• [Excerpt]
I've written about this before, but it's time once again to put some numbers on things.
In the last five years, you'll see the clear "mirrorless is here" signal.
- 2017 — DSLR 356b yen, 7.6m units; Mirrorless 221b yen, 4m units
- 2021 — DSLR 91b yen, 2.3m units; Mirrorless 325b yen, 3.1m units
Note the value shift. Mirrorless value—despite the lower overall volumes—is now about where the DSLR value was five years ago. You can see that more clearly in the average unit price:
- 2017 — DSLR 47000 yen; Mirrorless 54300 yen
- 2021 — DSLR 40700 yen; Mirrorless 104,500 yen
Yep, the average selling price of a DSLR has declined ~20% while the average selling price of a mirrorless camera has about doubled.
Ask yourself this: why would a camera company want to sell a US$500 camera now? It would take incredible volume results for that US$500 camera to make any real difference to the camera maker's bottom line (and that's assuming they could keep the margins intact).
The new "bottom" is more likely 2x, or US$1000. Yes, we'll continue to see some products under that mark as the makers test whether there's enough price elasticity effect to regenerate volume, but so far that hasn't happened. I expect the lower cost interchangeable lens cameras to "age out in place." That means that they'll still be available, but they won't undergo any significant updating. US$1000 cameras would be the lower mark where you might see feature, performance, or innovation gains now, and realistically, the camera makers really want to do that closer to US$2000.
I think we've seen the bottom of the value numbers for the camera makers. Somewhere around 1,000,000m yen is now a realistic size for the overall camera market (bottom was 673,000m yen). But the number of units producing that number is less than half what it used to be. So 2x is a good rule of thumb to think about how things have changed in the last five years: 2x the cost and 1/2 the volume.

• [Action item]
List every average unit price the camera market text gives, with its year and camera type.

• [Information shown]
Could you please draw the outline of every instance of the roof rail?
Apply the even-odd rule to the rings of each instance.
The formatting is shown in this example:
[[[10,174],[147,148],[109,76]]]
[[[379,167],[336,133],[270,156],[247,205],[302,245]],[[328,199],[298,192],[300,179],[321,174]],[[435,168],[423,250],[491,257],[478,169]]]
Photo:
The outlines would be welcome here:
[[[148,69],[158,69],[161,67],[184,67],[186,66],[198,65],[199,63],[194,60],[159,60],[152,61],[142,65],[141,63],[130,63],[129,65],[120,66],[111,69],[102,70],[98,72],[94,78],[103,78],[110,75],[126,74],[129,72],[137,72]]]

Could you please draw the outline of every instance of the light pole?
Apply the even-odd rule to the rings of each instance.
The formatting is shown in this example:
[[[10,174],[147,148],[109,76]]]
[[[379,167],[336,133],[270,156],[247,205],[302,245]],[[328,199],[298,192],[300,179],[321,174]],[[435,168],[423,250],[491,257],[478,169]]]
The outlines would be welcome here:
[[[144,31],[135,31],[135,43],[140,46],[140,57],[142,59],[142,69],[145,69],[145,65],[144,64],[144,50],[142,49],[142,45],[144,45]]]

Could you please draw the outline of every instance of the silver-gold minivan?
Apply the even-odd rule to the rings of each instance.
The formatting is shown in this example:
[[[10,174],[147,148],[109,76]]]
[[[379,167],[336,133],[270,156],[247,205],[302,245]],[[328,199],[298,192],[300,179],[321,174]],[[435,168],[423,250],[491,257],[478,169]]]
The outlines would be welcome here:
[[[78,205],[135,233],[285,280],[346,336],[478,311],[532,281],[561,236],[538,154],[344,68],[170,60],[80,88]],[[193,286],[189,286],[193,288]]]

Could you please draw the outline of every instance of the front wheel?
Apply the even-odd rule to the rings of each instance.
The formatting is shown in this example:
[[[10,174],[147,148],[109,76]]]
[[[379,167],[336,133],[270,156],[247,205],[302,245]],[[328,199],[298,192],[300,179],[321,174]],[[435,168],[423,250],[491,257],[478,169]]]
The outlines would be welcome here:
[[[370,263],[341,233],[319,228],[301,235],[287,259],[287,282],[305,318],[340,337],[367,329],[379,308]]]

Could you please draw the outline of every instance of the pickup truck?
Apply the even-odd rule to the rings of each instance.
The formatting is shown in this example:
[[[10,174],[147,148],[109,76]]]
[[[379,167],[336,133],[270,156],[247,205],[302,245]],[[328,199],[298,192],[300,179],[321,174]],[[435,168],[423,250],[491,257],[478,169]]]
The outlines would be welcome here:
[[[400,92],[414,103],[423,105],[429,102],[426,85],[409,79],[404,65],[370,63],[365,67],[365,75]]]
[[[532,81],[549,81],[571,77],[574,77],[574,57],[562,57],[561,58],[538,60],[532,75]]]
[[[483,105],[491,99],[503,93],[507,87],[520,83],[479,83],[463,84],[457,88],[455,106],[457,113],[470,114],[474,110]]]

• [Task output]
- 2017, DSLR: 47000 yen
- 2017, Mirrorless: 54300 yen
- 2021, DSLR: 40700 yen
- 2021, Mirrorless: 104,500 yen